WORK TASK | Where a line below carries the word "pixel", include it in the count, then give the count alone.
=== TASK DATA ===
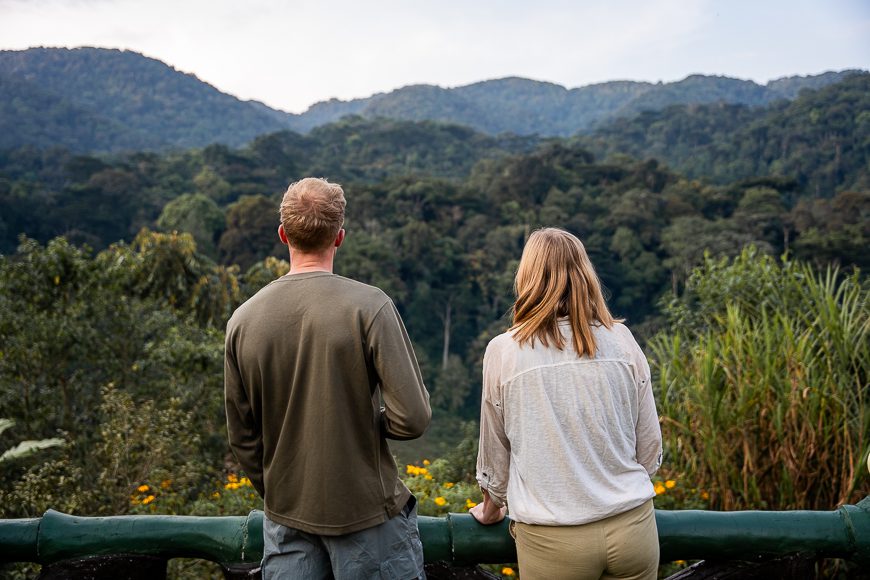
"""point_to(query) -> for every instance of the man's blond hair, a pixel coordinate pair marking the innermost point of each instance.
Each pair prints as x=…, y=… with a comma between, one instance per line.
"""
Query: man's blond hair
x=312, y=213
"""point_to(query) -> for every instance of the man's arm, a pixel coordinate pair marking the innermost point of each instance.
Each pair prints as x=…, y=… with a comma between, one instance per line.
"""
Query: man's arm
x=243, y=429
x=406, y=412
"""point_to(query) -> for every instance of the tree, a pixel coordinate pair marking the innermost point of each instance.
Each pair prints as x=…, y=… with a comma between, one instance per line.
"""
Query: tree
x=197, y=215
x=251, y=233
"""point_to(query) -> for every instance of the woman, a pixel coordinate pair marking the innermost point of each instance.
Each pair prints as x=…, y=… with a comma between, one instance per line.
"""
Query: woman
x=569, y=433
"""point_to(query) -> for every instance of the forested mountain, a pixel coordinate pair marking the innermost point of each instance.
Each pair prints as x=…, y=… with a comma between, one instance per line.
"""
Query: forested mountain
x=93, y=99
x=98, y=100
x=821, y=139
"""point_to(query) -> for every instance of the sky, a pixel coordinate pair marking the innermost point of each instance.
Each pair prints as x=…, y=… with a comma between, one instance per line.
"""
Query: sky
x=290, y=54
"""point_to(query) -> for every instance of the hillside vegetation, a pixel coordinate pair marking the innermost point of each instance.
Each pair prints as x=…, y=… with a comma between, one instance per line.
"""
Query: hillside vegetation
x=733, y=239
x=97, y=100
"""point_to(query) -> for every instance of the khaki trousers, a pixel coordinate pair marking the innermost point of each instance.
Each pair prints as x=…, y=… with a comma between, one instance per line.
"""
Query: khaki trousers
x=622, y=546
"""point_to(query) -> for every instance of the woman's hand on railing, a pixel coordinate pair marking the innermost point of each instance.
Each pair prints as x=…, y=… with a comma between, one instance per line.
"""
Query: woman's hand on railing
x=486, y=512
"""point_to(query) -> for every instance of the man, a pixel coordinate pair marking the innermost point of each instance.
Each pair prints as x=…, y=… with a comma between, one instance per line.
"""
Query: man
x=308, y=360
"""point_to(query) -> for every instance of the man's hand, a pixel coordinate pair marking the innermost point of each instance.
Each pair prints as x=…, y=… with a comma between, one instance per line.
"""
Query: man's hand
x=487, y=513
===
FINAL ANSWER | 11